TASKS TO COMPLETE:
1/ From the blog archive, list everything the writer says they will do once the vacation begins.
2/ Please answer these questions about the blog archive:
(a) What event did the writer attend on 20 May?
(b) Within how many hours must the sermon be in presentable working order?
(c) What is simmering on the stove?

READING TEXT:

Archive | May, 2012

an afternoon trip.

20 May

To Luther Seminary’s commencement. A grand afternoon celebrating friends. It’s hard to believe that was me just one year ago …

I’m spent.

19 May
It’s just after 7pm on Saturday night and I can’t get myself to write a sermon.

It’s not that I’m tired.  I just made a lovely dinner and now have strawberry and rhubarb simmering on the stove.  I worked outside and had a baptism at the church earlier.  I want to start a quilt; the fabrics are all ironed and laying on the ironing board.  [a baby quilt, a la this pattern.]  There is stuff to do and I would love to do it.
But instead I’m stuck.  I’ve tried and thought about it all weekend; now it’s crunch time.  A sermon must be in presentable working order in 14 hours.  I’ve started but I cannot get myself to continue.  Creative energy at an all time low.  I see facebook statuses of friends with awesome sermon titles and ways to draw people in.  I have none of that.  I can’t keep doing this.  I loathe Saturday nights of working, especially knowing that the next morning will be an early and stressful one.
blah, blah, blah.  complain, complain, complain.
I’ll stop now.
I just need to survive the next one and a half weeks.  One and a half weeks until I’m on vacation for a week.  One and a half weeks until I will jump in my car, visit friends, relax, and have a Sunday off.  I will read and kayak and sleep.  I hope it rejuvenates me.  It has to … right?

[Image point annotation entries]
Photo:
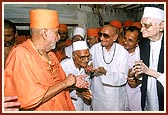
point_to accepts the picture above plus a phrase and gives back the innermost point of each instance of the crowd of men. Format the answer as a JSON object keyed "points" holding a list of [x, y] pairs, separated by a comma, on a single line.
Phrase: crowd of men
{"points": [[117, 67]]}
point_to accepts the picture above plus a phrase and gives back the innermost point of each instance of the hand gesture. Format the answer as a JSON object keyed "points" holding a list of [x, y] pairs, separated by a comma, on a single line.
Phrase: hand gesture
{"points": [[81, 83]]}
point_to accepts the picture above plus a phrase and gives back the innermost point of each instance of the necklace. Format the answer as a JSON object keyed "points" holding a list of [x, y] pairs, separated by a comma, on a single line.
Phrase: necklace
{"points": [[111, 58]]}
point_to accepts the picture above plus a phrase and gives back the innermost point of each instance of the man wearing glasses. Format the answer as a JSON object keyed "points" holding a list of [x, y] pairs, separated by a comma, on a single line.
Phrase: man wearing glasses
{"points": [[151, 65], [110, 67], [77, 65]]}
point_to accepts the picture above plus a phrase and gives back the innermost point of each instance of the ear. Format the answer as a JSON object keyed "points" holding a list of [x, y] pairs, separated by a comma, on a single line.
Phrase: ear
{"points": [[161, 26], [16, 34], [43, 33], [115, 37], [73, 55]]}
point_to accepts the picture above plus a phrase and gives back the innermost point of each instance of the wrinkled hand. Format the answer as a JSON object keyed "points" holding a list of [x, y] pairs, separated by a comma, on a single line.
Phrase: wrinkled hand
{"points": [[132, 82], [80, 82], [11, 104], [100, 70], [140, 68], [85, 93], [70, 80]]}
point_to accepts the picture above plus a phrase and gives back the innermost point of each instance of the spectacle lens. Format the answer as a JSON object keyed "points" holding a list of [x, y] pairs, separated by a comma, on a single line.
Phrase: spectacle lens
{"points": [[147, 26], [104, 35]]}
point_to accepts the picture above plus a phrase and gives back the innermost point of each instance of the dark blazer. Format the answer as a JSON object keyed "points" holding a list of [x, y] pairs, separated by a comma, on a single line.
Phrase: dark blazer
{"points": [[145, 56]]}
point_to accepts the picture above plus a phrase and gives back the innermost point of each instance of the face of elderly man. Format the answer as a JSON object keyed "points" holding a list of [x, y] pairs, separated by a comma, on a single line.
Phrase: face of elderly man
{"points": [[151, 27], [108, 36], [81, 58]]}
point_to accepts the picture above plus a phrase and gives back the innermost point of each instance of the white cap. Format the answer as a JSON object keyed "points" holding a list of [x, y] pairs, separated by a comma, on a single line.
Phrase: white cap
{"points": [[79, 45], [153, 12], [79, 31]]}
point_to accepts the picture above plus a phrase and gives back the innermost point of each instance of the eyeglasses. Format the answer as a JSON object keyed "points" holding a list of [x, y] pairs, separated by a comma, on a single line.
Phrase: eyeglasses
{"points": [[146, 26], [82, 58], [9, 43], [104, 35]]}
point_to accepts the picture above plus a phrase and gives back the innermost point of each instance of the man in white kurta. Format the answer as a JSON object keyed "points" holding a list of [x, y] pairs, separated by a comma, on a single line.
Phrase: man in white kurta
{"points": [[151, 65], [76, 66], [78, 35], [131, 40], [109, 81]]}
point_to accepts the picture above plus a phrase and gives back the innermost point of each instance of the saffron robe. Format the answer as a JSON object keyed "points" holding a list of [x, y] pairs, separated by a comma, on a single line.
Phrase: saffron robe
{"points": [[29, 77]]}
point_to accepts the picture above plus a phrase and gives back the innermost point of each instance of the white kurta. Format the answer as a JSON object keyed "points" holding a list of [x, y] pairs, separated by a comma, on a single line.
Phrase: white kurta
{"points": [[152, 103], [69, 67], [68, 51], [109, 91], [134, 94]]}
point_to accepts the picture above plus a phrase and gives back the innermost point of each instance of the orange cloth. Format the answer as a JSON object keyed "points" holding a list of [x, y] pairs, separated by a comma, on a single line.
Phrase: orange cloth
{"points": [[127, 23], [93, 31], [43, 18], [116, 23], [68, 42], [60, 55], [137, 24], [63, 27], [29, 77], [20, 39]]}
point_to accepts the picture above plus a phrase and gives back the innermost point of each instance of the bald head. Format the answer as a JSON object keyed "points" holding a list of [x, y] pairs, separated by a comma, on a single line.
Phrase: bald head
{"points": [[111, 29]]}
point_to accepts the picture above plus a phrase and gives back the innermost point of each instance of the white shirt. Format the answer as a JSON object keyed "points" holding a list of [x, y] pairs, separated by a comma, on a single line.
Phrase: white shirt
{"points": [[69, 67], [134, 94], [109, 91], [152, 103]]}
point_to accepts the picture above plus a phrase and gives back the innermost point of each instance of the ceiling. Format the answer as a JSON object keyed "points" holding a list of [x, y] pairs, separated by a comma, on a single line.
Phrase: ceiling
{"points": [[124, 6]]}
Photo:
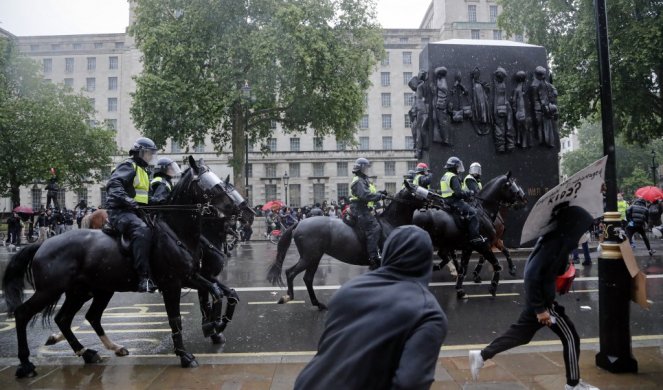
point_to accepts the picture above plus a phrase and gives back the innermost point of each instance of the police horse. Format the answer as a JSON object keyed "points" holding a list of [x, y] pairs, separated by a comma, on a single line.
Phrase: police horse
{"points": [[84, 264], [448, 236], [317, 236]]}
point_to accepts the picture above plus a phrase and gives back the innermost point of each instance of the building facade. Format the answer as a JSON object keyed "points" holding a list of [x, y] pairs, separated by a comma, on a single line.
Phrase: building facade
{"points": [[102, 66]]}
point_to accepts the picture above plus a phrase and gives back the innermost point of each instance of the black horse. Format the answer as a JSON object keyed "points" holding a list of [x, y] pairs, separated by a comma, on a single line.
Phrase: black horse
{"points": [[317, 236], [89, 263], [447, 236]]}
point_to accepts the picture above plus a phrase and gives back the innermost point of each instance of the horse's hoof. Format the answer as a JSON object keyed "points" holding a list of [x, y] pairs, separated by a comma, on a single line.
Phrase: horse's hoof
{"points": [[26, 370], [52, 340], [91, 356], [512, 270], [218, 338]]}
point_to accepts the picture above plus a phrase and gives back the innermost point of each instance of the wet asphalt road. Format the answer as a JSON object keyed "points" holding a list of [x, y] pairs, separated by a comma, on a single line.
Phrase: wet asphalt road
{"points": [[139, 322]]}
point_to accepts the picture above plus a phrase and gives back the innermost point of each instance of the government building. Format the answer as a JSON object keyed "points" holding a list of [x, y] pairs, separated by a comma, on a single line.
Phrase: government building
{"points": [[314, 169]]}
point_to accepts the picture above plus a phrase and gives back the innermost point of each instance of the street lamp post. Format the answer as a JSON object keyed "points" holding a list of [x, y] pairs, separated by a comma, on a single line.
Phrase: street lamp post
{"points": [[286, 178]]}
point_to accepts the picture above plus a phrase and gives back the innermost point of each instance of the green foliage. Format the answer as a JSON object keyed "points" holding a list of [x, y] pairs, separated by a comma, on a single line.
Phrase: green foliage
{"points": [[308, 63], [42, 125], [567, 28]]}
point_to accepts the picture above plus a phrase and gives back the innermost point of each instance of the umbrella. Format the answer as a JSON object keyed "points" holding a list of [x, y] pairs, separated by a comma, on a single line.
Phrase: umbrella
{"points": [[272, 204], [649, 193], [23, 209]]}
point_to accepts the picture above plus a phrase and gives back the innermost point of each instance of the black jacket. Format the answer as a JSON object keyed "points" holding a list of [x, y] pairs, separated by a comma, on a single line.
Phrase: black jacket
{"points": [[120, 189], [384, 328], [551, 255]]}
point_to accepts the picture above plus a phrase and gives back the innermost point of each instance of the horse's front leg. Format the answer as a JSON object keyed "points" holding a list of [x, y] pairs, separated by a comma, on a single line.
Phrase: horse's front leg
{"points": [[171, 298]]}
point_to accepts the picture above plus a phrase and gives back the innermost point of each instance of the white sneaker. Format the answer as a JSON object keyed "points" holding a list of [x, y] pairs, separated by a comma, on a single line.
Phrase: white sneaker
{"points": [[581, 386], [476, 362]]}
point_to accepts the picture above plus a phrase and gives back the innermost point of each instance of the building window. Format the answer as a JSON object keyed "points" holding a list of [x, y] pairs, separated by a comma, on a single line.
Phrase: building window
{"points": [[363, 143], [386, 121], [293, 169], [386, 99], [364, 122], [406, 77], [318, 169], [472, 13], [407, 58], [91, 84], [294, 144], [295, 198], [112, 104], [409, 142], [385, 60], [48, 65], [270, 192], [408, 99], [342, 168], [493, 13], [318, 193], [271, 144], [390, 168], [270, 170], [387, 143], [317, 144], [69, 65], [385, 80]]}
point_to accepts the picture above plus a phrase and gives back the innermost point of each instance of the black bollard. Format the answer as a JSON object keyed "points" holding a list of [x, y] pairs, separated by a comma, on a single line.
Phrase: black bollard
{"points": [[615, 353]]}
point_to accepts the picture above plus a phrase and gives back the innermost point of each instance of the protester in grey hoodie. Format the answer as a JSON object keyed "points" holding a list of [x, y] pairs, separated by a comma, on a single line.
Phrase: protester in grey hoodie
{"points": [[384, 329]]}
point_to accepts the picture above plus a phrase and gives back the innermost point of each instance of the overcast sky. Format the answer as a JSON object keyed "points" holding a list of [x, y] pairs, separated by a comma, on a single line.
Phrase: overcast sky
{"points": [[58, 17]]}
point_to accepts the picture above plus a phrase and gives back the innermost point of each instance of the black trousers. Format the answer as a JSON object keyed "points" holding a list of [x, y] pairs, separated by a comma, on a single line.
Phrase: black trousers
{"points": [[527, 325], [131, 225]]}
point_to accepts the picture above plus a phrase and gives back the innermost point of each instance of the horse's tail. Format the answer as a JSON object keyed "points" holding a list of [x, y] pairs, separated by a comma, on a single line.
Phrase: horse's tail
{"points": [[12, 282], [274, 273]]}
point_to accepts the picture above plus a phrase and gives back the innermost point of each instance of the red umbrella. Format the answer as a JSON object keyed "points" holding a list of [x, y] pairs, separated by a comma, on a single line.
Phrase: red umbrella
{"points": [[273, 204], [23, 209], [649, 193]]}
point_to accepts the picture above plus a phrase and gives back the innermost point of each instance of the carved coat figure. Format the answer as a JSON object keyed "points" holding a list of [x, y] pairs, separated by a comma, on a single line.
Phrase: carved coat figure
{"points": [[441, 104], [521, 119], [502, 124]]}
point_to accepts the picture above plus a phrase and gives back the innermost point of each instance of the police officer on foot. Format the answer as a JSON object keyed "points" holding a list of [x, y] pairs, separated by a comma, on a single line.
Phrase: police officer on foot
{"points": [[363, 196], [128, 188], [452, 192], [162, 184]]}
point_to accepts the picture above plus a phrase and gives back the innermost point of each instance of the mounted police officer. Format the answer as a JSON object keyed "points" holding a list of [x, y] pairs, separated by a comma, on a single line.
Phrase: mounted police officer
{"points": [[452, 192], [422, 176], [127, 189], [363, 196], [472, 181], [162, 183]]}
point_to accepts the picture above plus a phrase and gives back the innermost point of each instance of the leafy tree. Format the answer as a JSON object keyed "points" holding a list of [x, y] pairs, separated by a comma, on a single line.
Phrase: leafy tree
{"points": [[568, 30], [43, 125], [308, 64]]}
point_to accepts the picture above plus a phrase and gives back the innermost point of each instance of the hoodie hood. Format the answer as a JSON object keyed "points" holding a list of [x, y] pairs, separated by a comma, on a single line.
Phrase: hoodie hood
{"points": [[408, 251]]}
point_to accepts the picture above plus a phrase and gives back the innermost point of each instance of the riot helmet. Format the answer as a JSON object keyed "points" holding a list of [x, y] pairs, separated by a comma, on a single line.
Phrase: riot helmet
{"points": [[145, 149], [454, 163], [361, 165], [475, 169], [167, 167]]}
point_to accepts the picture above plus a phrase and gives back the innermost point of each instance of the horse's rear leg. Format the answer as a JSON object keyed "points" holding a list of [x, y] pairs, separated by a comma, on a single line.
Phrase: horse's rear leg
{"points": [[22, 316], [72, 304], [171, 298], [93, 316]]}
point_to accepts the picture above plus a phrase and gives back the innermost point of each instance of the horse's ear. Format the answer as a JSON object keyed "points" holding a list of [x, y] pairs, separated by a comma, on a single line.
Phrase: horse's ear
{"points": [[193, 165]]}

RESPONSES FOR EACH TASK:
1/
- Jump in the car
- Visit friends
- Relax
- Have a Sunday off
- Read
- Kayak
- Sleep

2/
(a) Luther Seminary's commencement
(b) 14 hours
(c) Strawberry and rhubarb